--- Exercise data ---

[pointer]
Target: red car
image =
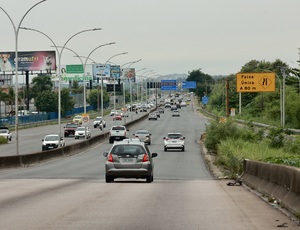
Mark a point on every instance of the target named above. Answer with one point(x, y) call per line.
point(117, 117)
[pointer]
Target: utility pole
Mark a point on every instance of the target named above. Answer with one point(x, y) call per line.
point(227, 97)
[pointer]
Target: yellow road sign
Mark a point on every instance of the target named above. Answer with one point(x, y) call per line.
point(255, 82)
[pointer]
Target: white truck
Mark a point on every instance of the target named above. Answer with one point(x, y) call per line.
point(118, 133)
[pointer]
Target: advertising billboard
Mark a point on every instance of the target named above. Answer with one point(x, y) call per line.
point(101, 71)
point(129, 73)
point(115, 71)
point(28, 61)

---

# Exercise directions
Each line above is to be copied exactly, and the pictures are to be dropped.

# Exercise result
[pointer]
Target: red car
image =
Mark a point on every instance of the target named above. Answer with one point(x, y) call per line.
point(117, 117)
[pointer]
Target: utility pole
Mark a point on every instance of the target named above. Answer with one point(x, y) call per line.
point(227, 97)
[pointer]
Target: yellow road sign
Mark a point on every instance of the target named above. Answer with one point(x, y) call per line.
point(255, 82)
[pointer]
Target: white truck
Mark a point on every instance of the target named above. Answer with one point(x, y) call per line.
point(118, 133)
[pointer]
Target: advertising billboard
Mark a point on every instance of the target named above. Answer with one point(x, y) call per line.
point(101, 71)
point(129, 73)
point(115, 71)
point(28, 61)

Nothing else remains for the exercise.